MATERIAL SHOWN —
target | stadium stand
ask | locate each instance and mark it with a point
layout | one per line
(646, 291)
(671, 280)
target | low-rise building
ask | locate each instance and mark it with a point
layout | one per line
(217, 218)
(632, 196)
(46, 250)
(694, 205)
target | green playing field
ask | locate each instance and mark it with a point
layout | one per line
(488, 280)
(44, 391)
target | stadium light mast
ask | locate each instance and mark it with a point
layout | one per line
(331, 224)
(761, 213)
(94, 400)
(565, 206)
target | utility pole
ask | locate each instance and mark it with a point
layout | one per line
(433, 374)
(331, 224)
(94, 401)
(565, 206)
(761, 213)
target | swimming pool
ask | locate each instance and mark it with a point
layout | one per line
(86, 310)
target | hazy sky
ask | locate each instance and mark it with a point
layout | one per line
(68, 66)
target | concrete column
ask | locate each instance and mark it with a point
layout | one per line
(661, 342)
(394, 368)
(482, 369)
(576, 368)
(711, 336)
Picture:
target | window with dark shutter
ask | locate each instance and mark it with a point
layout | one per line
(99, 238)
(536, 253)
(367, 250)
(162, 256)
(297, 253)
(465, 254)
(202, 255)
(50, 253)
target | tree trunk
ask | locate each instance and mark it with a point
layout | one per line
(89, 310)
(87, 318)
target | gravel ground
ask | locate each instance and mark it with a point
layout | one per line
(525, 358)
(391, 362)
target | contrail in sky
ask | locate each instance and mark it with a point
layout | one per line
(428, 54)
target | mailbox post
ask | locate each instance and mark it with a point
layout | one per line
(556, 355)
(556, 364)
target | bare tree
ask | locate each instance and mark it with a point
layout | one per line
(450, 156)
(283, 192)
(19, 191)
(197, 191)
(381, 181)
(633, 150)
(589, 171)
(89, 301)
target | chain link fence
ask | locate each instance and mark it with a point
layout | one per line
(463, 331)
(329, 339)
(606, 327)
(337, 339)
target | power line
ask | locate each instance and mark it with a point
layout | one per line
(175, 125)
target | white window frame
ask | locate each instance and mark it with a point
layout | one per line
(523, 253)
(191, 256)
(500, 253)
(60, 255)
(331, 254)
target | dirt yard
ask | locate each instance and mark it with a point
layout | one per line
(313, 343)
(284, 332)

REQUIRED TASK —
Output an exact copy of each record.

RESULT FOR THIS TASK —
target | stadium stand
ask | locate each instance and mark it with a point
layout | one per line
(646, 291)
(671, 280)
target | low-rise building
ask | locate each instance and mark it with a point
layout | one per line
(217, 218)
(632, 196)
(46, 250)
(694, 205)
target | green playing field
ask | locate each instance and mark it with a point
layout | one per line
(488, 280)
(44, 391)
target | stadium light mast
ask | locate each instance and mark it with a point
layout | one per line
(331, 224)
(761, 213)
(94, 400)
(565, 206)
target | utility pole
ask | locate each instance and mark it with a point
layout | one per line
(433, 374)
(331, 224)
(94, 401)
(565, 206)
(761, 213)
target | swimming pool
ask | locate each instance and mark it with a point
layout | one per line
(86, 310)
target | hazy sky
ask | locate each instance and mark it with a point
layout | one per line
(68, 66)
target | concrete column
ask | locate each instance and mark it with a point
layout | one per line
(661, 342)
(394, 368)
(482, 369)
(576, 368)
(711, 336)
Picture:
target | window with dark shutter
ask | locate each instance and mark it with a point
layout | one per line
(99, 238)
(536, 253)
(367, 250)
(162, 256)
(297, 253)
(465, 254)
(202, 255)
(50, 253)
target | tree trunk
ask | locate each instance and mark it with a point
layout | one per line
(89, 310)
(87, 318)
target | gravel ground
ask | locate each instance and mark it with a point
layout | one per line
(525, 358)
(391, 362)
target | contrail in sky
ask | locate each instance and mark it with a point
layout | one per line
(428, 54)
target | mailbox post
ask | locate each instance and mark it with a point
layout | one per line
(556, 355)
(556, 364)
target | bare tree
ask | locate each instance and mark it with a point
layout | one per line
(450, 156)
(283, 192)
(19, 191)
(197, 191)
(381, 181)
(633, 150)
(589, 171)
(89, 301)
target | chain link fence
ask | locate each instance and mark it with a point
layout | one per line
(463, 331)
(329, 339)
(606, 327)
(337, 339)
target | power line
ask | locate each instance and mark it with a point
layout | one per line
(175, 125)
target | white window frame
ask | locate each instance and mark it with a point
layout | one per line
(523, 253)
(191, 256)
(500, 253)
(60, 255)
(331, 254)
target | dirt yard
ask | locate each instance and mark it with a point
layout | one per line
(313, 343)
(284, 332)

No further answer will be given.